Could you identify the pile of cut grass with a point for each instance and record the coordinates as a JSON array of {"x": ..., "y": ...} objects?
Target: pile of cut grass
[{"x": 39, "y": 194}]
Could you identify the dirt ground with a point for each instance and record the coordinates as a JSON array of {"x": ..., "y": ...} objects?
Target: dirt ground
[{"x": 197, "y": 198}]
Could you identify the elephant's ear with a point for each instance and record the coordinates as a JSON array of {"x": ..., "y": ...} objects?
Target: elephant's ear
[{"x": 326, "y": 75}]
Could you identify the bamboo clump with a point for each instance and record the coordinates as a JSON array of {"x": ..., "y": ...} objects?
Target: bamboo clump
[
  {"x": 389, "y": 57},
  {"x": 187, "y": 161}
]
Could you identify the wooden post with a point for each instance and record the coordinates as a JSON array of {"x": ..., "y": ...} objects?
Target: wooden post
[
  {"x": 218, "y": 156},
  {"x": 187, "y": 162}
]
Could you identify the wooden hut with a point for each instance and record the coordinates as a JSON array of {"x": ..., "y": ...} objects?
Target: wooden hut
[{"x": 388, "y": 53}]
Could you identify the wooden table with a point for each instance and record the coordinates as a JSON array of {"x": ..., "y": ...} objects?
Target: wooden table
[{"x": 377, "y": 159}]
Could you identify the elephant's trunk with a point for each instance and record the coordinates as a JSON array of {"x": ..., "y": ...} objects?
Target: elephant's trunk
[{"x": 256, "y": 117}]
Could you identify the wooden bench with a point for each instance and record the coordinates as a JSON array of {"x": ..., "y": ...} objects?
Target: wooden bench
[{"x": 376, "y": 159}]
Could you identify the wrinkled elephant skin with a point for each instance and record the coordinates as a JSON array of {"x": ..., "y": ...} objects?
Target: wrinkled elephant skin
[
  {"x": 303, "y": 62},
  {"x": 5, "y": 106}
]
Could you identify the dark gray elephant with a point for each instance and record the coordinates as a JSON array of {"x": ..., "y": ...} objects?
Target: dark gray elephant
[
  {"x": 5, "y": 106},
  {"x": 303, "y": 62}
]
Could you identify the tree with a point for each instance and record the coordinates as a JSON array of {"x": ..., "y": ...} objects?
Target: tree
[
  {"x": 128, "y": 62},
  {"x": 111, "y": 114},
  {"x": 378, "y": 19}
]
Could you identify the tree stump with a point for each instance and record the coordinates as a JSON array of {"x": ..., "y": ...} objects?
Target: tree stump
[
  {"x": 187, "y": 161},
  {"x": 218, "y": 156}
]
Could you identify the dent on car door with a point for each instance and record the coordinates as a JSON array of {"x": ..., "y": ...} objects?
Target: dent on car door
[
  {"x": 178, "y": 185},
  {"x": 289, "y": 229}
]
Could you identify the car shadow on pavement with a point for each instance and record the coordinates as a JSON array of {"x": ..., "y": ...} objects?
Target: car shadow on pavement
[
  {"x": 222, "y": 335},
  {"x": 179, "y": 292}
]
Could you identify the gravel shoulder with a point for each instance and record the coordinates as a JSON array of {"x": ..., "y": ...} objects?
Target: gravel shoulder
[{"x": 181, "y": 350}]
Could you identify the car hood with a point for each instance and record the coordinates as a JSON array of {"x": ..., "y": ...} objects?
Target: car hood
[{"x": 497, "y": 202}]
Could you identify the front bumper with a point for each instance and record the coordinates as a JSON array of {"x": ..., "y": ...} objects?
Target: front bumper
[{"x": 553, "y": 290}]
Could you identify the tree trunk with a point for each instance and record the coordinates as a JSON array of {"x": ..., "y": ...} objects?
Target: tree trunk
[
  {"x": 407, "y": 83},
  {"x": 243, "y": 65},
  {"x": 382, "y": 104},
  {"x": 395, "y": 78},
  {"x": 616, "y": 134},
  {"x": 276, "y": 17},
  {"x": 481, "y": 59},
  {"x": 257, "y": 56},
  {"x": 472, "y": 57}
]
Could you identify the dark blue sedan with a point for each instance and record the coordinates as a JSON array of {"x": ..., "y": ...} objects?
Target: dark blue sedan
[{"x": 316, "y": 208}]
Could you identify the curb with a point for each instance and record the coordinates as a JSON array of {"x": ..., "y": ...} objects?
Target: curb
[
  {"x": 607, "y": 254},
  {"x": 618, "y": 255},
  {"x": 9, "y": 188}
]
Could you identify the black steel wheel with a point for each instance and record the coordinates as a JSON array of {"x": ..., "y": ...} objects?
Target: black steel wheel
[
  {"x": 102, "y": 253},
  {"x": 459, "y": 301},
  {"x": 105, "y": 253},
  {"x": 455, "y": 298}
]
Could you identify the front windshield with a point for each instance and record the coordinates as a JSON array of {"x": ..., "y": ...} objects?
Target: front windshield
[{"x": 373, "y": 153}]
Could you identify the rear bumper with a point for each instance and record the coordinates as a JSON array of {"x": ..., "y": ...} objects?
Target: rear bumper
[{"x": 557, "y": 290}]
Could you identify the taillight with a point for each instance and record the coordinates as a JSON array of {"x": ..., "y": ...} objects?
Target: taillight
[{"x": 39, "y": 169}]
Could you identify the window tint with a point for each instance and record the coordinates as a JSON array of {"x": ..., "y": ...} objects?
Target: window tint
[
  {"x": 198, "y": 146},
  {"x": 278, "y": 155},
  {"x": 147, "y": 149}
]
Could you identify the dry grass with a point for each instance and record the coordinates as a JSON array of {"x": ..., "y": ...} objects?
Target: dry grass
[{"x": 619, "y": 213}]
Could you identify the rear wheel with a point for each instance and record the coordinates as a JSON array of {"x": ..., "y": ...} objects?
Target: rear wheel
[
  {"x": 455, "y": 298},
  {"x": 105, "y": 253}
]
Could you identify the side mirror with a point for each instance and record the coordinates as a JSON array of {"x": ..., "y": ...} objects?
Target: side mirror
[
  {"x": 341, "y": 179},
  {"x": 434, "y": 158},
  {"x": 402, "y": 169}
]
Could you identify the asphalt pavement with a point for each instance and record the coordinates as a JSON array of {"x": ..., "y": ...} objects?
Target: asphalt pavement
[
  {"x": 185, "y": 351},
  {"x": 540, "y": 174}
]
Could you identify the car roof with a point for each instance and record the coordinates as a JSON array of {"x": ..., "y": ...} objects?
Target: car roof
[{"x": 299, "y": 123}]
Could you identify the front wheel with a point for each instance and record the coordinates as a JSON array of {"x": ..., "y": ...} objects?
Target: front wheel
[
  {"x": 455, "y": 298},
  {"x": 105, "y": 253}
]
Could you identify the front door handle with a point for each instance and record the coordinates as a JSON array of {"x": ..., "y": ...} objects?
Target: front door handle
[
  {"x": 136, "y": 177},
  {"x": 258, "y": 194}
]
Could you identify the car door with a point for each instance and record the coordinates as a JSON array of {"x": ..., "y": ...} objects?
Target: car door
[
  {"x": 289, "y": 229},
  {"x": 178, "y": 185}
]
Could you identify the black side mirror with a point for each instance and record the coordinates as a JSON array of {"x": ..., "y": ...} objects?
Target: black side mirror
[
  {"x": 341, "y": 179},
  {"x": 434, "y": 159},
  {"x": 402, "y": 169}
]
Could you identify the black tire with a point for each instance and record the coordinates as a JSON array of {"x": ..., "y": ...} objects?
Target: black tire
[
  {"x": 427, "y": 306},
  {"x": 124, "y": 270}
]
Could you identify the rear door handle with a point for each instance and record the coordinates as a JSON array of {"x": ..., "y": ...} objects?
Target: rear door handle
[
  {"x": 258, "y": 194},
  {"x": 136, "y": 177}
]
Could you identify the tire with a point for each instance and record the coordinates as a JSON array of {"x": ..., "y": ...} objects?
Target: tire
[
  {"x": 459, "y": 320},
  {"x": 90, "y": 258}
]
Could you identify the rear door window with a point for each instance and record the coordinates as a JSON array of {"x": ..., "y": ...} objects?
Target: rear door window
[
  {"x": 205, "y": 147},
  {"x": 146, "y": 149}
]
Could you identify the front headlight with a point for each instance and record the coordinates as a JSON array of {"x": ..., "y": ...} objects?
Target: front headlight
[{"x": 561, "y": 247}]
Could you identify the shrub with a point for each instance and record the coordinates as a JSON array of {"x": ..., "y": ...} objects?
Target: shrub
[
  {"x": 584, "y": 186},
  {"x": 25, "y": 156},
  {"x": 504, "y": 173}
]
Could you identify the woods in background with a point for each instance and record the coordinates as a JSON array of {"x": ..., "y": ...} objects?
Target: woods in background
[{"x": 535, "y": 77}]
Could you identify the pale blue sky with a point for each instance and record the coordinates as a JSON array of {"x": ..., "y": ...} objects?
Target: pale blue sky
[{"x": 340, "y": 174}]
* * * * *
• The problem
Rewrite the lines of the items as a Markdown table with columns No. and Line, starting at the line containing "Could you identify the rear door handle" and ending at the last line of the items. Number each row and leave out blank lines.

• Written answer
| No. | Line |
|---|---|
| 1 | Could you identify the rear door handle with a point for each instance and record the coordinates as a JSON array of {"x": ..., "y": ...} objects? |
| 2 | Target: rear door handle |
| 3 | [ |
| 4 |   {"x": 258, "y": 194}, |
| 5 |   {"x": 136, "y": 177} |
| 6 | ] |
| 7 | Could you identify the tire with a point for each instance and record the coordinates as a JSON array of {"x": ..., "y": ...} objects? |
| 8 | Target: tire |
| 9 | [ |
| 10 |   {"x": 459, "y": 320}, |
| 11 |   {"x": 90, "y": 258} |
| 12 | ] |
| 13 | Could you identify the rear door window with a point for each instance and record the coordinates as a JSON array of {"x": ..., "y": ...} objects? |
| 14 | Target: rear door window |
| 15 | [ |
| 16 |   {"x": 205, "y": 147}, |
| 17 |   {"x": 146, "y": 149} |
| 18 | ] |
| 19 | Could you identify the front headlight with a point for each instance and record the coordinates as a JSON array of {"x": ..., "y": ...} objects? |
| 20 | Target: front headlight |
| 21 | [{"x": 561, "y": 247}] |
| 22 | Could you identify the shrub with a point for each instance and record the coordinates as a JSON array of {"x": ..., "y": ...} objects? |
| 23 | Target: shrub |
| 24 | [ |
| 25 |   {"x": 584, "y": 186}, |
| 26 |   {"x": 25, "y": 156}, |
| 27 |   {"x": 504, "y": 173} |
| 28 | ] |
| 29 | Could you identify the woods in background with a point for each instance and record the coordinates as a JSON array of {"x": ..., "y": ...} objects? |
| 30 | Target: woods in background |
| 31 | [{"x": 535, "y": 77}] |
| 32 | Could you identify the pale blue sky with a point for each instance and record the coordinates as a JSON array of {"x": ..., "y": ...} objects? |
| 33 | Target: pale blue sky |
| 34 | [{"x": 340, "y": 174}] |